**What you need to do:**
Transcribe the passage of the anti-money laundering article from "Why AI for AML" to "within regulatory sandboxes.", word for word.
* begin Extract to read *
Why AI for AML has moved from speculation to production

In 2016, there was much more skepticism of using machine learning in anti-money laundering. Now, in 2019, we constantly receive RFP/RFIs for KYC/AML risk screening solutions with embedded machine learning. Regulators already review machine learning systems in production. The Joint Statement released last year clearly stated that AI and digital identity are the future of the compliance industry and encouraged innovation by de-risking experiments with technological vendors within regulatory sandboxes.

At Merlon, we’ve been building and running mission critical machine learning risk screening systems for AML/KYC for a few years. We’ve learned a lot about the issues that arise, and joined a panel hosted by Penny Crossman from American Banker back in March to share our thoughts about AI In Regtech. Below we’ve unpacked the thoughts in this panel in greater detail to share our experiences of production machine learning models for KYC/AML at tier 1 global banks.
* end Extract to read *
* begin Dataset entries *
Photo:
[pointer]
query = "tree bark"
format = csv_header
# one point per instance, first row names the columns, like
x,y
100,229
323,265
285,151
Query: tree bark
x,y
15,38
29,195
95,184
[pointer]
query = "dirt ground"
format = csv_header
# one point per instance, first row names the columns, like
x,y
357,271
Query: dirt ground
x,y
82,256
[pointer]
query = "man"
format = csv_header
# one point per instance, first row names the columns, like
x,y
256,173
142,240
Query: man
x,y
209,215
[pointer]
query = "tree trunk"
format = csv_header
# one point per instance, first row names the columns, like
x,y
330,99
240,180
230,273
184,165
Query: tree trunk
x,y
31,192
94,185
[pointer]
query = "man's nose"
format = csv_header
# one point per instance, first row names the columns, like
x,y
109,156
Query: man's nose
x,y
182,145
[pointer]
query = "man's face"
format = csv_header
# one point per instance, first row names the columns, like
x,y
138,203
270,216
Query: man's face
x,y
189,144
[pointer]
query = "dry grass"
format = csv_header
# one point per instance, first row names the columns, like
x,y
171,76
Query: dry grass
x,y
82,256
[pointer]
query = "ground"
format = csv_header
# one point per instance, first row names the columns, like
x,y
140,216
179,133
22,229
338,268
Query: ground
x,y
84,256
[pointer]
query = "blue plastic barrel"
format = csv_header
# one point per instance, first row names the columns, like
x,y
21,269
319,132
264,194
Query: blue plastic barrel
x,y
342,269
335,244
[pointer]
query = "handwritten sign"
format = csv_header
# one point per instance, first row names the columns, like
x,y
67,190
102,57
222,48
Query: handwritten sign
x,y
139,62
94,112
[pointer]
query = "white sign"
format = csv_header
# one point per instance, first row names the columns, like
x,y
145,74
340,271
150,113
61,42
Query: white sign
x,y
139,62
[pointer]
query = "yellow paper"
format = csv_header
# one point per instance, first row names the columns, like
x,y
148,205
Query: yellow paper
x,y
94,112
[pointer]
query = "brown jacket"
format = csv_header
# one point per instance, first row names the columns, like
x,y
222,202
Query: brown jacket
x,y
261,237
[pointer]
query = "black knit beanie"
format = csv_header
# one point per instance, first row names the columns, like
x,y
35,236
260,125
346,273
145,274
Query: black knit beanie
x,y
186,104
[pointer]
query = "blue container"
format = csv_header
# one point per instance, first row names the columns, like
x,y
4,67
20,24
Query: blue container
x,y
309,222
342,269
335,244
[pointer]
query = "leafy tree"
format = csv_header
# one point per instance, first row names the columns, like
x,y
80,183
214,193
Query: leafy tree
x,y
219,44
* end Dataset entries *
**Exercise response:**
Why AI for AML has moved from speculation to production

In 2016, there was much more skepticism of using machine learning in anti-money laundering. Now, in 2019, we constantly receive RFP/RFIs for KYC/AML risk screening solutions with embedded machine learning. Regulators already review machine learning systems in production. The Joint Statement released last year clearly stated that AI and digital identity are the future of the compliance industry and encouraged innovation by de-risking experiments with technological vendors within regulatory sandboxes.